>> Start Passage given
Following transfer, any such options shall continue to be subject to the same terms and conditions as were applicable immediately prior to transfer, provided that for purposes of Section 8(b) hereof the term “Participant” shall be deemed to refer to the transferee. The provisions of the stock option relating to the period of exercisability and expiration of the stock option shall continue to be applied with respect to the original Participant, and the stock options shall be exercisable by the transferee only to the extent, and for the periods, set forth in said stock option.
 
(b) Beneficiary Designation.  Each Participant under the Plan may name, from time to time, any beneficiary or beneficiaries (who may be named contingently or successively) to whom any benefit under the Plan is to be paid in case of his death before he receives any or all of such benefit. Each designation will revoke all prior designations by the same Participant, shall be in a form prescribed by the Committee, and will be effective only when filed by the Participant in writing with the Committee during his lifetime. In the absence of any such designation, benefits remaining unpaid at the Participant’s death shall be paid to his estate.
 
(c) Termination of Employment.  The termination of each Award in the event of the retirement, disability, death or other termination of a Participant’s employment or service, shall be as determined by the Committee and set forth in the Award Agreement.
>> End Passage given
>> Start Excerpted records
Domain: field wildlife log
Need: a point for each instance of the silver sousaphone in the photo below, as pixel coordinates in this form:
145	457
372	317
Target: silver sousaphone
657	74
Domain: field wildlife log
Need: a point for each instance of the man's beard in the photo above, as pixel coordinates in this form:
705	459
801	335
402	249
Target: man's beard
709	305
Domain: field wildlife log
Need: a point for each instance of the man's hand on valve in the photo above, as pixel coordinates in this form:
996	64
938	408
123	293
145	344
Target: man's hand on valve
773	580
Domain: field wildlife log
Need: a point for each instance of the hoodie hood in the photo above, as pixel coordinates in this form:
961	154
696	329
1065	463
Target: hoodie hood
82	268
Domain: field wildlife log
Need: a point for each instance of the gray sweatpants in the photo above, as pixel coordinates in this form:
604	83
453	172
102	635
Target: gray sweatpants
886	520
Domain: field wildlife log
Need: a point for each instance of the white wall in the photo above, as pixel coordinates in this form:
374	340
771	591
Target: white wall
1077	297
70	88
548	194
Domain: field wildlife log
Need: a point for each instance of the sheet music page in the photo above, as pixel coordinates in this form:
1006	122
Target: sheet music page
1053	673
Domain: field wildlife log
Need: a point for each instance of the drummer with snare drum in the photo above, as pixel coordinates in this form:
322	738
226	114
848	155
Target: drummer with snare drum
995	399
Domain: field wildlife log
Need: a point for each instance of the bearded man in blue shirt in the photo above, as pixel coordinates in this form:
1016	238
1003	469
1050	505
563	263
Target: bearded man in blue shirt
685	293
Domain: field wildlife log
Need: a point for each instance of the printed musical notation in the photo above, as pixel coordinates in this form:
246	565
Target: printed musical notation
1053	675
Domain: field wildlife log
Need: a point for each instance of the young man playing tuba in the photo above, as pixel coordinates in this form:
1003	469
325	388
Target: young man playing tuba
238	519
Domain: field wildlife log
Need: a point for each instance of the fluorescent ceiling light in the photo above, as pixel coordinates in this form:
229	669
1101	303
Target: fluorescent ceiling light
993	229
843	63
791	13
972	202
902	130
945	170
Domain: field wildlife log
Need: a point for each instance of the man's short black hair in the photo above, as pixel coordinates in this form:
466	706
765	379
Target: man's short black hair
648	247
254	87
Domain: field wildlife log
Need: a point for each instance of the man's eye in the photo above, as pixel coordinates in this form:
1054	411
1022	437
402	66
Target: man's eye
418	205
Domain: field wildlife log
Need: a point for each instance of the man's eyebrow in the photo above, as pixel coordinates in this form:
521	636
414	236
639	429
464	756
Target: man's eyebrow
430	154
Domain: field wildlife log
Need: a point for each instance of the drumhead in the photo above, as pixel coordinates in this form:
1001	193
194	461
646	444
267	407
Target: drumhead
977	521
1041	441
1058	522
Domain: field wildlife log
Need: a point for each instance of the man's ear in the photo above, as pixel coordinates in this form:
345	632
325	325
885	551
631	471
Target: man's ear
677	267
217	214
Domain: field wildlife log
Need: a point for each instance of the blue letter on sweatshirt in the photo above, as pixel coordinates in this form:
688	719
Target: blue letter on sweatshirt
>> End Excerpted records
Translate this sentence from the plan excerpt into Spanish: "In the absence of any such designation, benefits remaining unpaid at the Participant’s death shall be paid to his estate." Work from the plan excerpt alone, not the records.

Exercise result —
En ausencia de dicha designación, los beneficios que queden pendientes de pago al fallecimiento del Participante se pagarán a su patrimonio sucesorio.